Provided data:
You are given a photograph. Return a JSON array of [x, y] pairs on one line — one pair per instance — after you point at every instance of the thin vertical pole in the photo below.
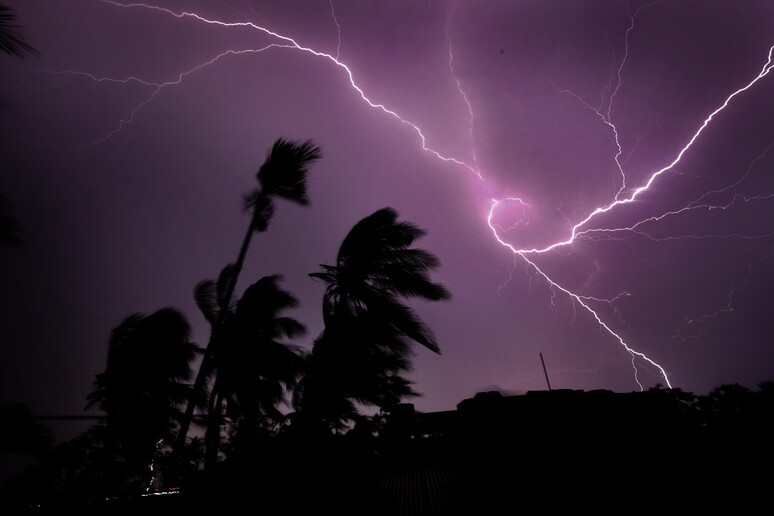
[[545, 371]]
--
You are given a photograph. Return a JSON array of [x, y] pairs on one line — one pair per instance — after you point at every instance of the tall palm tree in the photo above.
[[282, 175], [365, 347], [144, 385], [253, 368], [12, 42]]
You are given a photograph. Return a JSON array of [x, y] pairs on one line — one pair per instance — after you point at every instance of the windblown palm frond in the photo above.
==
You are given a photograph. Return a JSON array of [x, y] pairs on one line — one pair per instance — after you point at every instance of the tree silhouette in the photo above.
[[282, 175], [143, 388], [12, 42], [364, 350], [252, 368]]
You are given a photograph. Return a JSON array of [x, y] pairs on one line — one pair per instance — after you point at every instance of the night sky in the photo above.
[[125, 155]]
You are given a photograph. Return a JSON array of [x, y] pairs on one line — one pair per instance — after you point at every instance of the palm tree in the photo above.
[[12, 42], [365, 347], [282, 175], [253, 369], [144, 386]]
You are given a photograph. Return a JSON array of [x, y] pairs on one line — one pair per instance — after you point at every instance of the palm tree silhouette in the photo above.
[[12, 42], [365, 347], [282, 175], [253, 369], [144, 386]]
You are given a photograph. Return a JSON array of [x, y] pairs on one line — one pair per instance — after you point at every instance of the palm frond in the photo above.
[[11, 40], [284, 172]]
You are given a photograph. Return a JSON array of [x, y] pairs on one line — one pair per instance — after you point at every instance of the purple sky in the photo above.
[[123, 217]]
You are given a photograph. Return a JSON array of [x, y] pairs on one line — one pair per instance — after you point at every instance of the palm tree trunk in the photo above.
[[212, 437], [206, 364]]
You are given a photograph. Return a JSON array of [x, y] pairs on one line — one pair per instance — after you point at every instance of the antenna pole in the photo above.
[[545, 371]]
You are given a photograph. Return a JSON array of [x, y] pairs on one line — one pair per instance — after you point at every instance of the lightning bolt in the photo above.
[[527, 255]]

Task details:
For the listing above, print only the lines starting at the line containing "tall palm tree in the photo above." and ending at the line containing "windblown palm frond in the photo above.", exactly, both included.

Answer to the problem:
You are given a photograph. Return a JSON array of [x, y] pairs on one line — one pair per instance — after you point at every instance of the tall palm tree in the photo above.
[[282, 175], [365, 347], [144, 385], [253, 368], [12, 42]]
You are given a photograph. Return a JSON array of [x, y] pairs on one line — one pair per instance — after you point at every instance of the windblown palm frond in the photo above.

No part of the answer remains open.